§ **DOCUMENT**:

══════════

I’m not sure what you mean. `exp.(A)` and `exp(A)` do something different (elementwise vs matrix exponential). The dot is used to syntactically indicate whether the function is applied to the entire argument, or applied elementwise.

Just like having type information listed makes it easier to read code, this is also informative, i.e. we know that `foo.(A)` is elementwise and `foo(A)` probably isn’t (unless someone defined `foo(A)` to explicitly loop over `A`).

1 Like

In Julia, we can define `A::AbstractMatrix{Float64} * B::AbstractMatrix{Float64}` to be `dgemm` and `A::Float64 * B::Float64` to be scalar multiplication, and then automatically `A::AbstractMatrix{Float64} .* B::AbstractMatrix{Float64}` is elementwise multiplication.

Thus we do need to define two different functions, but the “ELEMENTAL” behavior comes for free by just defining the elemental (scalar) version of the function.
Then syntactically, someone reading our code knows whether our function is applying elementwise, or applying to the entire argument.
Similarly, one knows syntactically if it is fusing with other `.`, so one can look at code and tell how many array temporaries are being created.

══════════

§ **GIVEN INFORMATION**:
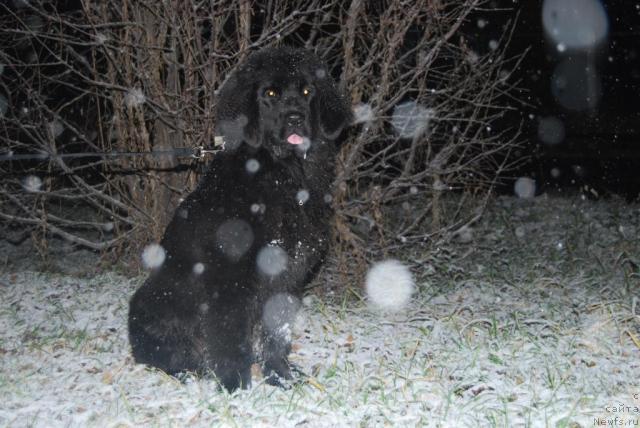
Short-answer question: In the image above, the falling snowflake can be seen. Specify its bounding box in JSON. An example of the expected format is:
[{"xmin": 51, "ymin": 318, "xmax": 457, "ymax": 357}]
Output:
[
  {"xmin": 142, "ymin": 244, "xmax": 167, "ymax": 269},
  {"xmin": 365, "ymin": 260, "xmax": 415, "ymax": 311}
]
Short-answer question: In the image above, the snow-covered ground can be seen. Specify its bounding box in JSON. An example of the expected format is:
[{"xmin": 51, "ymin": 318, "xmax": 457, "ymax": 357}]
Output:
[{"xmin": 0, "ymin": 196, "xmax": 640, "ymax": 427}]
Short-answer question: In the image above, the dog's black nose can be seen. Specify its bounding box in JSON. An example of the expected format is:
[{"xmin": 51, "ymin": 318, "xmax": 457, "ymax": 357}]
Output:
[{"xmin": 286, "ymin": 111, "xmax": 302, "ymax": 125}]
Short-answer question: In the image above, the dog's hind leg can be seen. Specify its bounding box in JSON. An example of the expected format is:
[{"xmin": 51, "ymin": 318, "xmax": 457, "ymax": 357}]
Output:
[
  {"xmin": 205, "ymin": 291, "xmax": 253, "ymax": 391},
  {"xmin": 262, "ymin": 293, "xmax": 300, "ymax": 386}
]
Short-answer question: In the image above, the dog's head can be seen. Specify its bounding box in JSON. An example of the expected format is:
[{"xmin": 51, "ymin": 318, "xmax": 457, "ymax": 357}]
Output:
[{"xmin": 216, "ymin": 47, "xmax": 351, "ymax": 158}]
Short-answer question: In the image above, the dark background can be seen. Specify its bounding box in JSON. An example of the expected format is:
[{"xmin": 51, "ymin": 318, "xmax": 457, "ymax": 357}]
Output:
[{"xmin": 482, "ymin": 0, "xmax": 640, "ymax": 199}]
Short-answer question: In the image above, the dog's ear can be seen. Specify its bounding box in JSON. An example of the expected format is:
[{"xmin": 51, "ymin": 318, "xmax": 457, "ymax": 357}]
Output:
[
  {"xmin": 216, "ymin": 67, "xmax": 262, "ymax": 150},
  {"xmin": 312, "ymin": 69, "xmax": 353, "ymax": 141}
]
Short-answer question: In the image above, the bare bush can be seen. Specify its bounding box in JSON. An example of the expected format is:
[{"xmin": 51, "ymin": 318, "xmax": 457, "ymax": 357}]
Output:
[{"xmin": 0, "ymin": 0, "xmax": 517, "ymax": 270}]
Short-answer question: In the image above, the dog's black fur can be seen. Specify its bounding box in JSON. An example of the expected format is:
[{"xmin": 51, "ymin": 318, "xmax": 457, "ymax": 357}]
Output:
[{"xmin": 129, "ymin": 48, "xmax": 351, "ymax": 390}]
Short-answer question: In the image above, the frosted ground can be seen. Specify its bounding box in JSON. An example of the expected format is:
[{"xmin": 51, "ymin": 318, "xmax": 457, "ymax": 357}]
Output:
[{"xmin": 0, "ymin": 196, "xmax": 640, "ymax": 427}]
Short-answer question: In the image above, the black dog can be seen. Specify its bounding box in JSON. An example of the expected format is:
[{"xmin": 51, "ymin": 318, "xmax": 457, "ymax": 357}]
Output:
[{"xmin": 129, "ymin": 48, "xmax": 351, "ymax": 390}]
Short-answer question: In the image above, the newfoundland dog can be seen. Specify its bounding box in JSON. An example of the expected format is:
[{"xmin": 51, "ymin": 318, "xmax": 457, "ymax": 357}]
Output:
[{"xmin": 129, "ymin": 47, "xmax": 351, "ymax": 391}]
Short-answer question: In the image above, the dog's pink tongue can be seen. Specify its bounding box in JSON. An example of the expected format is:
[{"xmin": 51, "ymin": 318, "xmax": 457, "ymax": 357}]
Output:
[{"xmin": 287, "ymin": 134, "xmax": 302, "ymax": 145}]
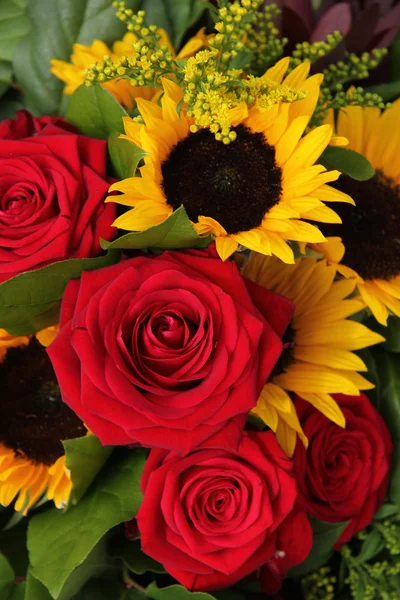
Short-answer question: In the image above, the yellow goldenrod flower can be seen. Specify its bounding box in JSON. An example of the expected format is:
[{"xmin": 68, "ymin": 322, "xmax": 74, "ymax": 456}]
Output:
[
  {"xmin": 107, "ymin": 59, "xmax": 353, "ymax": 263},
  {"xmin": 243, "ymin": 252, "xmax": 384, "ymax": 456},
  {"xmin": 50, "ymin": 29, "xmax": 208, "ymax": 110}
]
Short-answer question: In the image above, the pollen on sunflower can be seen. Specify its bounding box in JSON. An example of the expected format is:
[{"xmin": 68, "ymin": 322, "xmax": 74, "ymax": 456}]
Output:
[
  {"xmin": 315, "ymin": 100, "xmax": 400, "ymax": 325},
  {"xmin": 0, "ymin": 336, "xmax": 86, "ymax": 514},
  {"xmin": 243, "ymin": 253, "xmax": 384, "ymax": 456}
]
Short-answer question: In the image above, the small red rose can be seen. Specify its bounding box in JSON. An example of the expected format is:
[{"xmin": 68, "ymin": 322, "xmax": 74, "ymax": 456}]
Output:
[
  {"xmin": 48, "ymin": 251, "xmax": 293, "ymax": 453},
  {"xmin": 293, "ymin": 394, "xmax": 392, "ymax": 547},
  {"xmin": 137, "ymin": 431, "xmax": 312, "ymax": 591},
  {"xmin": 0, "ymin": 111, "xmax": 116, "ymax": 282}
]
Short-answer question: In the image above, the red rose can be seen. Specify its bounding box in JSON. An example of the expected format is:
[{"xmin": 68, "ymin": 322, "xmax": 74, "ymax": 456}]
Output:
[
  {"xmin": 48, "ymin": 251, "xmax": 293, "ymax": 453},
  {"xmin": 0, "ymin": 112, "xmax": 116, "ymax": 282},
  {"xmin": 137, "ymin": 431, "xmax": 312, "ymax": 591},
  {"xmin": 261, "ymin": 508, "xmax": 313, "ymax": 595},
  {"xmin": 293, "ymin": 394, "xmax": 392, "ymax": 547}
]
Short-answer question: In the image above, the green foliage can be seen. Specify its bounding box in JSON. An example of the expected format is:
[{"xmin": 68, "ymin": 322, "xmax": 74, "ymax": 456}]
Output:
[
  {"xmin": 108, "ymin": 131, "xmax": 145, "ymax": 179},
  {"xmin": 63, "ymin": 435, "xmax": 114, "ymax": 505},
  {"xmin": 318, "ymin": 146, "xmax": 375, "ymax": 181},
  {"xmin": 289, "ymin": 31, "xmax": 343, "ymax": 70},
  {"xmin": 0, "ymin": 519, "xmax": 29, "ymax": 576},
  {"xmin": 146, "ymin": 583, "xmax": 214, "ymax": 600},
  {"xmin": 109, "ymin": 535, "xmax": 166, "ymax": 575},
  {"xmin": 101, "ymin": 206, "xmax": 211, "ymax": 250},
  {"xmin": 289, "ymin": 516, "xmax": 348, "ymax": 577},
  {"xmin": 66, "ymin": 85, "xmax": 127, "ymax": 140},
  {"xmin": 138, "ymin": 0, "xmax": 205, "ymax": 48},
  {"xmin": 0, "ymin": 0, "xmax": 30, "ymax": 96},
  {"xmin": 24, "ymin": 571, "xmax": 52, "ymax": 600},
  {"xmin": 366, "ymin": 81, "xmax": 400, "ymax": 102},
  {"xmin": 72, "ymin": 579, "xmax": 146, "ymax": 600},
  {"xmin": 14, "ymin": 0, "xmax": 138, "ymax": 114},
  {"xmin": 0, "ymin": 252, "xmax": 119, "ymax": 335},
  {"xmin": 28, "ymin": 449, "xmax": 146, "ymax": 600},
  {"xmin": 0, "ymin": 554, "xmax": 26, "ymax": 600}
]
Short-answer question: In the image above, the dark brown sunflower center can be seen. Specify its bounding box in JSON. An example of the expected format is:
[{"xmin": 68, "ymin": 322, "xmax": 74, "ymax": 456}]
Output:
[
  {"xmin": 0, "ymin": 339, "xmax": 86, "ymax": 465},
  {"xmin": 321, "ymin": 173, "xmax": 400, "ymax": 280},
  {"xmin": 161, "ymin": 125, "xmax": 282, "ymax": 233},
  {"xmin": 270, "ymin": 323, "xmax": 296, "ymax": 380}
]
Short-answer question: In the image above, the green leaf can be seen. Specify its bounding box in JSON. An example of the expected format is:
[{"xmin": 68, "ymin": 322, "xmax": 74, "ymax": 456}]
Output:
[
  {"xmin": 109, "ymin": 535, "xmax": 166, "ymax": 575},
  {"xmin": 0, "ymin": 252, "xmax": 119, "ymax": 335},
  {"xmin": 140, "ymin": 0, "xmax": 205, "ymax": 48},
  {"xmin": 146, "ymin": 582, "xmax": 215, "ymax": 600},
  {"xmin": 66, "ymin": 85, "xmax": 127, "ymax": 140},
  {"xmin": 356, "ymin": 529, "xmax": 386, "ymax": 564},
  {"xmin": 0, "ymin": 554, "xmax": 15, "ymax": 600},
  {"xmin": 288, "ymin": 516, "xmax": 349, "ymax": 577},
  {"xmin": 0, "ymin": 0, "xmax": 30, "ymax": 96},
  {"xmin": 108, "ymin": 131, "xmax": 146, "ymax": 179},
  {"xmin": 28, "ymin": 449, "xmax": 147, "ymax": 598},
  {"xmin": 0, "ymin": 519, "xmax": 29, "ymax": 577},
  {"xmin": 72, "ymin": 580, "xmax": 146, "ymax": 600},
  {"xmin": 0, "ymin": 92, "xmax": 23, "ymax": 121},
  {"xmin": 365, "ymin": 81, "xmax": 400, "ymax": 102},
  {"xmin": 100, "ymin": 206, "xmax": 211, "ymax": 250},
  {"xmin": 63, "ymin": 435, "xmax": 114, "ymax": 505},
  {"xmin": 390, "ymin": 34, "xmax": 400, "ymax": 82},
  {"xmin": 24, "ymin": 571, "xmax": 52, "ymax": 600},
  {"xmin": 12, "ymin": 0, "xmax": 140, "ymax": 115},
  {"xmin": 375, "ymin": 316, "xmax": 400, "ymax": 354},
  {"xmin": 374, "ymin": 502, "xmax": 399, "ymax": 521},
  {"xmin": 319, "ymin": 146, "xmax": 375, "ymax": 181},
  {"xmin": 213, "ymin": 589, "xmax": 247, "ymax": 600}
]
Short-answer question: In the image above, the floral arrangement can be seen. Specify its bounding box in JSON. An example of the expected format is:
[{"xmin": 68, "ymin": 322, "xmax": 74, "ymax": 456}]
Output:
[{"xmin": 0, "ymin": 0, "xmax": 400, "ymax": 600}]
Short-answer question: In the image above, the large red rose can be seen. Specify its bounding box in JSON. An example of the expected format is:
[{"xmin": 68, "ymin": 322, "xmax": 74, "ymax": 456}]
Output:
[
  {"xmin": 48, "ymin": 251, "xmax": 293, "ymax": 453},
  {"xmin": 293, "ymin": 394, "xmax": 392, "ymax": 547},
  {"xmin": 0, "ymin": 110, "xmax": 76, "ymax": 140},
  {"xmin": 0, "ymin": 112, "xmax": 116, "ymax": 282},
  {"xmin": 137, "ymin": 431, "xmax": 312, "ymax": 591}
]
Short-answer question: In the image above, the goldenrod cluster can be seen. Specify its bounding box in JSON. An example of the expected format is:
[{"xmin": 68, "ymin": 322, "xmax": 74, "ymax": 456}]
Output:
[
  {"xmin": 85, "ymin": 1, "xmax": 179, "ymax": 87},
  {"xmin": 183, "ymin": 48, "xmax": 304, "ymax": 144},
  {"xmin": 310, "ymin": 49, "xmax": 390, "ymax": 127},
  {"xmin": 289, "ymin": 31, "xmax": 343, "ymax": 70}
]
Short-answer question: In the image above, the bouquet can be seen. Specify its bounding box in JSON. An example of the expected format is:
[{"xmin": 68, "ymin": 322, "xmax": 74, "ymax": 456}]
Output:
[{"xmin": 0, "ymin": 0, "xmax": 400, "ymax": 600}]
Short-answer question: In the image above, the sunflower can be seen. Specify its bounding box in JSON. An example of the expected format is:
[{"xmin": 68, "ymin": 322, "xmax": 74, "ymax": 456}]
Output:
[
  {"xmin": 0, "ymin": 327, "xmax": 86, "ymax": 515},
  {"xmin": 0, "ymin": 329, "xmax": 29, "ymax": 362},
  {"xmin": 50, "ymin": 28, "xmax": 207, "ymax": 110},
  {"xmin": 315, "ymin": 100, "xmax": 400, "ymax": 325},
  {"xmin": 243, "ymin": 253, "xmax": 384, "ymax": 456},
  {"xmin": 107, "ymin": 59, "xmax": 353, "ymax": 263}
]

══════════

§ **PROBLEM DESCRIPTION**: Return the entire Julia dot-syntax thread verbatim. These entries were taken from a separate source.

§ **SOLUTION**:
I’m not sure what you mean. `exp.(A)` and `exp(A)` do something different (elementwise vs matrix exponential). The dot is used to syntactically indicate whether the function is applied to the entire argument, or applied elementwise.

Just like having type information listed makes it easier to read code, this is also informative, i.e. we know that `foo.(A)` is elementwise and `foo(A)` probably isn’t (unless someone defined `foo(A)` to explicitly loop over `A`).

1 Like

In Julia, we can define `A::AbstractMatrix{Float64} * B::AbstractMatrix{Float64}` to be `dgemm` and `A::Float64 * B::Float64` to be scalar multiplication, and then automatically `A::AbstractMatrix{Float64} .* B::AbstractMatrix{Float64}` is elementwise multiplication.

Thus we do need to define two different functions, but the “ELEMENTAL” behavior comes for free by just defining the elemental (scalar) version of the function.
Then syntactically, someone reading our code knows whether our function is applying elementwise, or applying to the entire argument.
Similarly, one knows syntactically if it is fusing with other `.`, so one can look at code and tell how many array temporaries are being created.